TRY IT
Transcribe the entries in full, keeping each word as it is.

(Stored data entries)
+ + + + +
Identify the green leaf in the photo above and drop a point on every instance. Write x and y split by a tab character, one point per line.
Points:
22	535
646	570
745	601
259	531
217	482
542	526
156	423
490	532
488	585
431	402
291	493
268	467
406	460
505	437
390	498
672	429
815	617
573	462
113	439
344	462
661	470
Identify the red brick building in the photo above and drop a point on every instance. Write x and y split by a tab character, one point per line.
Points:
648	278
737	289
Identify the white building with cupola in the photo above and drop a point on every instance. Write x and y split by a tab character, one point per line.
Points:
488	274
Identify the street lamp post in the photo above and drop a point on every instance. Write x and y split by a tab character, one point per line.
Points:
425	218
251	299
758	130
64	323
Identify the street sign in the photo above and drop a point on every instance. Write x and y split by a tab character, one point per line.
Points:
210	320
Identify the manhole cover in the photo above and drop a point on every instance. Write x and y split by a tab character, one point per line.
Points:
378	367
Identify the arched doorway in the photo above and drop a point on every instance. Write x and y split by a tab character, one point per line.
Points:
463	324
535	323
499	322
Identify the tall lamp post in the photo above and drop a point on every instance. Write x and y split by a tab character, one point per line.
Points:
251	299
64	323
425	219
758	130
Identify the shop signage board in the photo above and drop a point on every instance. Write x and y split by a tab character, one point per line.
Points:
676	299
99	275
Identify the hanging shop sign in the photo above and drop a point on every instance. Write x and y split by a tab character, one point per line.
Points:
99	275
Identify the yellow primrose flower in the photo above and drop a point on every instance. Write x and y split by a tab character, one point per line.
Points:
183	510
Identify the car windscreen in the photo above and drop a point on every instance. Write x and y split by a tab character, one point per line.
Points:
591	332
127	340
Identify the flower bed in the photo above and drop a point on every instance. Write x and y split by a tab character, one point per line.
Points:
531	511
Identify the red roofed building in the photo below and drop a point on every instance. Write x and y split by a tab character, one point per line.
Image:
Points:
+ + + + +
TASK SOLUTION
Identify the green leaf in the photo above and drop a point on every instance. Write x and y split by a tab character, one point per line.
Points:
22	535
646	570
745	601
259	531
217	482
542	526
156	423
490	532
488	585
431	402
291	493
268	467
406	460
505	437
390	498
672	429
815	617
573	462
113	439
344	462
661	470
Identify the red brick building in the photo above and drop a point on every instance. Write x and y split by a tab character, one point per line.
Points:
648	278
737	289
Identify the white building with cupola in the photo above and drop a point on every instance. Write x and y split by a tab character, one point per line.
Points:
488	274
Identify the street lamp post in the photo above and drop a point on every instance. Write x and y split by a tab character, one point per line.
Points:
425	218
251	299
758	130
64	323
Identify the street sign in the photo above and drop a point on every instance. Write x and y split by a tab character, one point per line.
Points:
210	320
Identify the manhole cover in the photo above and drop a point on every instance. Write x and y split by a tab character, one point per line.
Points:
378	367
Identify the arched doorway in the photo above and drop a point on every instance. Write x and y split by a tab character, one point per line.
Points:
463	324
535	323
499	322
Identify the tall lamp post in the photo above and drop a point on every instance. Write x and y split by a tab character, one point per line.
Points:
251	299
64	323
425	219
758	130
Identify the shop signage board in the photo above and drop a point on every instance. Write x and y split by a tab character, one point per line.
Points:
676	299
99	275
Identify the hanging shop sign in the photo above and drop a point on every instance. Write x and y split by a tab character, one point per line.
Points:
99	275
Identify the yellow primrose flower in the photo above and drop a point on every instance. Write x and y split by a tab character, one point per line.
Points:
183	510
Identify the car windscreen in the photo above and drop a point on every instance. Write x and y split by a tab character, one point per line.
Points:
591	332
127	340
Identify the flower bed in the photo above and drop a point on every instance. Write x and y split by a tab character, one point per line.
Points:
531	511
Identify the red roofed building in the photo below and drop a point on every instance. Write x and y split by a tab character, one point per line.
Image:
Points:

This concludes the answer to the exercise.